→ **Work instructions**:
Write out exactly the lines from the one containing "Target: man's nose" through the last line of the records below, including both.

[Records from a data collection]
━━━━━━━━━━

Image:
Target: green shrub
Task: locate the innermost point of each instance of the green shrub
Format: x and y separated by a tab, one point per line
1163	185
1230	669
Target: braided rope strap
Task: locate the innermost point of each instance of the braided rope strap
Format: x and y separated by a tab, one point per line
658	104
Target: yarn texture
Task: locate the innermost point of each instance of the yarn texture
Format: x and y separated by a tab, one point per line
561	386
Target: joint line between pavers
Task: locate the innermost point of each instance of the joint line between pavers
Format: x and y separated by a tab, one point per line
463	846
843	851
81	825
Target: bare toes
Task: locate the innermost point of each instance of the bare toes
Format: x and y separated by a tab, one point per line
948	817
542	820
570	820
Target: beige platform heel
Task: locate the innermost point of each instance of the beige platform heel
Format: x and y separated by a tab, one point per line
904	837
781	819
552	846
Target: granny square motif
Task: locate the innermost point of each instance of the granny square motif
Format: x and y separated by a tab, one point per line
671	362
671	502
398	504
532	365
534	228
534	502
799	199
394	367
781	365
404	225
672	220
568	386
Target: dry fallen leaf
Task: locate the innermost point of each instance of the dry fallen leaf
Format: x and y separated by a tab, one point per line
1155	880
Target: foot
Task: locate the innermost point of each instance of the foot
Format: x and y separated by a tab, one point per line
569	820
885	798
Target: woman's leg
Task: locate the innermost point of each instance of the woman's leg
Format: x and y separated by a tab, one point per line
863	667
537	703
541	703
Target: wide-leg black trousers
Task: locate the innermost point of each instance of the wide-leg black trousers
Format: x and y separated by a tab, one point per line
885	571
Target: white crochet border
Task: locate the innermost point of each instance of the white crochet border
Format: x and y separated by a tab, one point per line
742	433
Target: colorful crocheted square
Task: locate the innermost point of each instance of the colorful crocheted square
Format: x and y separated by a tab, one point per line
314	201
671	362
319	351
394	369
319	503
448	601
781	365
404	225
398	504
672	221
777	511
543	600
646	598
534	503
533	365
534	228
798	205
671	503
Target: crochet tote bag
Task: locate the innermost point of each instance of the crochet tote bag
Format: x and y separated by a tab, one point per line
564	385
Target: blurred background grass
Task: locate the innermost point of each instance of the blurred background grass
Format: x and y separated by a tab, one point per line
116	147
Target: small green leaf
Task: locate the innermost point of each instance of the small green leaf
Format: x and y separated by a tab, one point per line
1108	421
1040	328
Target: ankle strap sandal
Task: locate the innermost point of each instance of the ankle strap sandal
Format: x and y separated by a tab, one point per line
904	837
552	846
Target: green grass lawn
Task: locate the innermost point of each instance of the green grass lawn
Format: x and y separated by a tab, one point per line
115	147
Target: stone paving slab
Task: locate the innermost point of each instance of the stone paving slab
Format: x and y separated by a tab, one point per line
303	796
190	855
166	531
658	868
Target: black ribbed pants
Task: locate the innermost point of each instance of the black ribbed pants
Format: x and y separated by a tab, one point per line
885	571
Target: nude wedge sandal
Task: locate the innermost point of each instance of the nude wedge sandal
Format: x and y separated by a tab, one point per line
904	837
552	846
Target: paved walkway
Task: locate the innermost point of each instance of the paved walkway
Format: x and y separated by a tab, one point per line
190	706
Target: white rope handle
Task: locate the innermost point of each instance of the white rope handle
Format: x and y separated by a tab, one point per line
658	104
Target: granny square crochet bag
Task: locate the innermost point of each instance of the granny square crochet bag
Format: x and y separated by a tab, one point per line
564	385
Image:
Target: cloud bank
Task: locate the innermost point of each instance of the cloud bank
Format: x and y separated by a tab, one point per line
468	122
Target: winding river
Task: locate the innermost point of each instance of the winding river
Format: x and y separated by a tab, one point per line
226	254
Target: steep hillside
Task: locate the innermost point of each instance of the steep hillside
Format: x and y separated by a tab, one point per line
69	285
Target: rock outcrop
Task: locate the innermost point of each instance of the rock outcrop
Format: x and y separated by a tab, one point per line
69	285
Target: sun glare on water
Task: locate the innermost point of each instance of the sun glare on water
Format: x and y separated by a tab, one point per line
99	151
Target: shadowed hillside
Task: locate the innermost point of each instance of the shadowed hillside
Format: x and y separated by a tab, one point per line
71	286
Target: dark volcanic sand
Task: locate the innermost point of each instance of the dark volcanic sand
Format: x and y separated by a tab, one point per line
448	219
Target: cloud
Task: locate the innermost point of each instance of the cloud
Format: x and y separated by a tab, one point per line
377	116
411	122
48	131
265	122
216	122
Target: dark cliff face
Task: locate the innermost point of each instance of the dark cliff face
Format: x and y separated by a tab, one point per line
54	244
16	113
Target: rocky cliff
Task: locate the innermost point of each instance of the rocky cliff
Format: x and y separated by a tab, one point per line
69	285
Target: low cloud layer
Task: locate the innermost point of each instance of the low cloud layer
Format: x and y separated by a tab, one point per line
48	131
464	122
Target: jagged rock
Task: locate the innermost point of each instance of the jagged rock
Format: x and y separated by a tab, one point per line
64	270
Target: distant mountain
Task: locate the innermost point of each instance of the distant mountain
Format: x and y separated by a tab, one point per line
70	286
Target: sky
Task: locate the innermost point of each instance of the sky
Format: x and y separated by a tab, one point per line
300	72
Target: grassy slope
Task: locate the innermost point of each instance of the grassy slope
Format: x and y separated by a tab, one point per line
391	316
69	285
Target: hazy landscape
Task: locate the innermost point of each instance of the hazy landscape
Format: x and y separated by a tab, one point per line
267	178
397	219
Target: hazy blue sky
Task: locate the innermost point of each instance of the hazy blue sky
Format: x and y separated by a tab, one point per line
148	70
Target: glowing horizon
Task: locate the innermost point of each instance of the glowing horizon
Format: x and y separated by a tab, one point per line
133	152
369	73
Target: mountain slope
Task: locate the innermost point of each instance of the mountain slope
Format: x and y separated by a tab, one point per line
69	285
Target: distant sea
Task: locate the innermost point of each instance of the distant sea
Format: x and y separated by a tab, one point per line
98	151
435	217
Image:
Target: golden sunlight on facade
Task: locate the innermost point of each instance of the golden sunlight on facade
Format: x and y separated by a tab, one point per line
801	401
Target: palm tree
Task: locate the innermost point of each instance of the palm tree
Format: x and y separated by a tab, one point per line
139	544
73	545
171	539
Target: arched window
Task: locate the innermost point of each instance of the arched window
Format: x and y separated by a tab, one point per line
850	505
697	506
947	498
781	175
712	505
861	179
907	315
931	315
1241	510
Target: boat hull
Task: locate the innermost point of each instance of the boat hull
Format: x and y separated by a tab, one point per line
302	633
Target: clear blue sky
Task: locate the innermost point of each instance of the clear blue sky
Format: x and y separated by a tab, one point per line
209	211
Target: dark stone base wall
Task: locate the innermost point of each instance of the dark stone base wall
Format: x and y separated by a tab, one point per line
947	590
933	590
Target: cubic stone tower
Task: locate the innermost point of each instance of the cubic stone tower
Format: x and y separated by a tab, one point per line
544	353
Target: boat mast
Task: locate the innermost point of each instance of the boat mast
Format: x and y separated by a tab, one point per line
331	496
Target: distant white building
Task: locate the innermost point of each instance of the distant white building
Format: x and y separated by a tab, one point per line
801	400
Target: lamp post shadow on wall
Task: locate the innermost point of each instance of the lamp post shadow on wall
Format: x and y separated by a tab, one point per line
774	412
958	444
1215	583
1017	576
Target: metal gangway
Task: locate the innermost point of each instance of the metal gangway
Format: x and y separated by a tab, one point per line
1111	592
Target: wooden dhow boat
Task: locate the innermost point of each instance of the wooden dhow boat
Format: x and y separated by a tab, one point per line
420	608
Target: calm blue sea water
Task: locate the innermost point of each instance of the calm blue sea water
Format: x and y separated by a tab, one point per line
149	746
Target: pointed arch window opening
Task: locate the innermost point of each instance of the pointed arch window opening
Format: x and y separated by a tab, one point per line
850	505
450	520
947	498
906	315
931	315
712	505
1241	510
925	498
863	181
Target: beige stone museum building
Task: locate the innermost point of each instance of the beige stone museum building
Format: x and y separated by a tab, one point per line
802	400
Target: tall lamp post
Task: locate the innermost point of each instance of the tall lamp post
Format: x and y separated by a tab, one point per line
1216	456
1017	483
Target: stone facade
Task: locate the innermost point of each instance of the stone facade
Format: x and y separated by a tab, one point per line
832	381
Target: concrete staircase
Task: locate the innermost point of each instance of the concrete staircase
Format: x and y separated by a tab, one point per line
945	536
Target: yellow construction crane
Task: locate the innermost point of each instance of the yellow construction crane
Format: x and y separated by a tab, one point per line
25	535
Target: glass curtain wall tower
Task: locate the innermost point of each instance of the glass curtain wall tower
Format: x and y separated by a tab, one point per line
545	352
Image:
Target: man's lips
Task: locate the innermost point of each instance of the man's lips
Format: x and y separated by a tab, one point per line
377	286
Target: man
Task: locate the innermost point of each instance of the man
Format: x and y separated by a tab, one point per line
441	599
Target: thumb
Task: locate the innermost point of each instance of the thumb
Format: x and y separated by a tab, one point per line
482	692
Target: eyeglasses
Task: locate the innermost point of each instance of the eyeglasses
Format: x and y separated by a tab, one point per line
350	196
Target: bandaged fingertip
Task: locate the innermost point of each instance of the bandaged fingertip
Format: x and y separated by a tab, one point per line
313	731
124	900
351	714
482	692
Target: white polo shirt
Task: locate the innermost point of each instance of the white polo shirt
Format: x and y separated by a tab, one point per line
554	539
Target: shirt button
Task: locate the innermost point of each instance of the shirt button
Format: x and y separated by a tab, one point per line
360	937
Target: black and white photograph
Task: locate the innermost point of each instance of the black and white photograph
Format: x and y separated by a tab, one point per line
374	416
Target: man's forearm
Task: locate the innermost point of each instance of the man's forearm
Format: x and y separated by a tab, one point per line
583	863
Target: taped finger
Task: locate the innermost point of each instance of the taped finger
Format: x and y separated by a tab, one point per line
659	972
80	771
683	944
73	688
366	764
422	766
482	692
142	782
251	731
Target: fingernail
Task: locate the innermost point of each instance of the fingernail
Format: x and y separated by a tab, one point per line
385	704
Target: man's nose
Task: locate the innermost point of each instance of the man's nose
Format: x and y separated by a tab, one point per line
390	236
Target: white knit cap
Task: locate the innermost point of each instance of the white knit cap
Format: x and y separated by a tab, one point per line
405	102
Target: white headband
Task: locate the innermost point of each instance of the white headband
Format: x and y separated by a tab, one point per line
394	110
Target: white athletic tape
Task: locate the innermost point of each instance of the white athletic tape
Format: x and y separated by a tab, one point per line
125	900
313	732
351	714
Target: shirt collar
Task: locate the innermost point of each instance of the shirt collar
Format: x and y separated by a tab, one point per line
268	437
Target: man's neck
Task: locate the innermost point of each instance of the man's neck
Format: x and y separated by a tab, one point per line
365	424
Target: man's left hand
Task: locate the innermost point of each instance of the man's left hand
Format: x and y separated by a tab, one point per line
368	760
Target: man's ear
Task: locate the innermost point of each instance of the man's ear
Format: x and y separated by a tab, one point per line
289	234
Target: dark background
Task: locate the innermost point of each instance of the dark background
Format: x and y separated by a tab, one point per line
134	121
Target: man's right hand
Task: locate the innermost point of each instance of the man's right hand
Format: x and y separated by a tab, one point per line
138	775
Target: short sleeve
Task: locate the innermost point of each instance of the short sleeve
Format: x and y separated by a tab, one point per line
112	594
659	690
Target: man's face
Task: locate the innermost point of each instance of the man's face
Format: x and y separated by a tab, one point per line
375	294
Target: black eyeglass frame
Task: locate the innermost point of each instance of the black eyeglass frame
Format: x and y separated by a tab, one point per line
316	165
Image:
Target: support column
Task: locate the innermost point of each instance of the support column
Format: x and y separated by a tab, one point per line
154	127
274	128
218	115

━━━━━━━━━━

→ **Result for this exercise**:
Target: man's nose
Task: locate the innermost point of each instance of the man's nose
Format: x and y separated by a tab, one point per line
390	236
Target: white knit cap
Task: locate the innermost point of each instance of the white knit cap
Format: x and y separated by a tab, one point per line
405	102
Target: white headband
Task: locate the innermost point of each instance of the white headband
Format: x and y separated by a tab, one point per line
394	110
Target: white athletic tape
Task: locate the innermost point of each instance of the white athletic tape
Format: x and y separated by a tab, one point per line
125	900
313	732
351	714
Target: shirt collar
Task: locate the innermost point of each instance of the shirt collar
Format: x and y separated by a tab, one point per line
268	437
Target: man's neck
Task: locate the innermost point of each instance of the man's neck
Format: x and y separated by a tab, one point per line
365	424
Target: man's left hand
Task: locate the innermost point of each instance of the man's left hand
Format: x and y separated by a tab, one point per line
368	760
Target: man's ear
Task: locate the innermost point of each instance of the man's ear
Format: x and y separated by a tab, one point per line
289	234
Target: dark background
Task: locate the innermost point of each instance of the dark background
Format: x and y separated by a tab, one point per line
134	121
Target: man's right hand
Task: locate the innermost point of each instance of the man's right hand
Format: x and y separated by a tab, one point per line
138	775
Target: short sleeve
Task: locate the innermost point of each instance of the short sleeve
Format: x and y separated by a tab, one point per line
112	594
659	690
Target: man's face
Task: locate the innermost point of each instance of the man's face
Format: x and y separated by a tab, one point per line
375	294
Target: black eyeglass frame
Task: locate the innermost point of each instance of the black eyeglass frame
Format: x and y separated by a tab, one point per line
316	165
Image:
Target: support column
Task: locate the innermost point of each instance of the support column
Format: x and y separated by a tab, one point per line
154	127
274	128
218	115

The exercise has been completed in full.